++++ Document excerpt ++++

I wrote a letter to Linda Riddle (HOA for Grand Villas Resort) and Lori LoDuca (Manager at Grand Villas) back in December and that letter generated no response whatsoever—Nothing.  

Christmas week is the only week of the year where Orlando isn’t way overbuilt.  It offers far stronger trade power.  It doesn’t make much sense that I can reserve Christmas week and deposit that week to SFX or any other independent exchange company—just not RCI because DRI has some sort of sweet deal arranged with them.

I won’t be handing over my deed because I’m not interested in a developer purchase.

What would you include in a letter?


----------



## DeniseM (Feb 3, 2014)

Becky - Sadly, you don't have a leg to stand on.  Other resort systems (including big companies like Starwood) have implemented the same thing.  We can no longer choose the week that we deposit.  If it makes you feel better - write the letter, but I think it's futile.


----------



## pedro47 (Feb 3, 2014)

++++

Direction 1: Could you quote the forum thread exactly, everything from "Becky - Sadly, you" down to "think it's futile."?

++++ Records for this exercise ++++

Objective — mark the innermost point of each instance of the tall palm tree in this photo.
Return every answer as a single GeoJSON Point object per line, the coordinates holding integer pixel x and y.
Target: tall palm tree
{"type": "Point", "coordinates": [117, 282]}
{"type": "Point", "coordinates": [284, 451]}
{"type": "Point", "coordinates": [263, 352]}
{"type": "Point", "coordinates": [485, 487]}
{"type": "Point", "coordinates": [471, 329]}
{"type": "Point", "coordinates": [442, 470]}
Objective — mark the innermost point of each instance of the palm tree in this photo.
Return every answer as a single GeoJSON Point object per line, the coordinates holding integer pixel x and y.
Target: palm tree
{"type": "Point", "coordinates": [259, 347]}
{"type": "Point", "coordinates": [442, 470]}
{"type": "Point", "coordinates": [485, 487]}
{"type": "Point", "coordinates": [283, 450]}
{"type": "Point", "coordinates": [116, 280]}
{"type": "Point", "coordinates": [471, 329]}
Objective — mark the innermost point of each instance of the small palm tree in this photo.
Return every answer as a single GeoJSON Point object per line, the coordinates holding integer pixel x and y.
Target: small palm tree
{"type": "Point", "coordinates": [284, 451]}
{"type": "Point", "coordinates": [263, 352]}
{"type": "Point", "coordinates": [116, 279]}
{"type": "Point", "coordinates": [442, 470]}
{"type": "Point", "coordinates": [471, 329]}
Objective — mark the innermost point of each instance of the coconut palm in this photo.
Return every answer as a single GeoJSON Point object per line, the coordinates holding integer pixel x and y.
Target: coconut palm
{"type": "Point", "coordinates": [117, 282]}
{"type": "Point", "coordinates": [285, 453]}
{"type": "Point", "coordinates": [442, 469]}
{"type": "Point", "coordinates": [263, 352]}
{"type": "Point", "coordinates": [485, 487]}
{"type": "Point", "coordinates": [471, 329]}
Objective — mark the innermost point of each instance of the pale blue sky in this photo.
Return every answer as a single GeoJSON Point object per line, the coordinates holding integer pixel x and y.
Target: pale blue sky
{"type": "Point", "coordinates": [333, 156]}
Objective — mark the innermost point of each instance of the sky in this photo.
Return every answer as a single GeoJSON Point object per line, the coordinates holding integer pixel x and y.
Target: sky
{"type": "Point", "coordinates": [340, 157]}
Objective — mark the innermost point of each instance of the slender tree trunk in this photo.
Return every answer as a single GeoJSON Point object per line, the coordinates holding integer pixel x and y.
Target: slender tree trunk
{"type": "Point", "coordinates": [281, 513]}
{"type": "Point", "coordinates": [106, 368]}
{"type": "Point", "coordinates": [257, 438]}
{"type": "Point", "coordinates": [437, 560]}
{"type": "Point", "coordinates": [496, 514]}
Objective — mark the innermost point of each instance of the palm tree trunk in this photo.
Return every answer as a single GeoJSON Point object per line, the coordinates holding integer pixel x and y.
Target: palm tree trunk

++++

Direction 2: Can you print, unchanged, everything in the entries from the line containing "palm tree trunk in this photo." down to the last line of the entries?

Written reply 1:
Becky - Sadly, you don't have a leg to stand on.  Other resort systems (including big companies like Starwood) have implemented the same thing.  We can no longer choose the week that we deposit.  If it makes you feel better - write the letter, but I think it's futile.

Written reply 2:
Objective — mark the innermost point of each instance of the palm tree trunk in this photo.
Return every answer as a single GeoJSON Point object per line, the coordinates holding integer pixel x and y.
Target: palm tree trunk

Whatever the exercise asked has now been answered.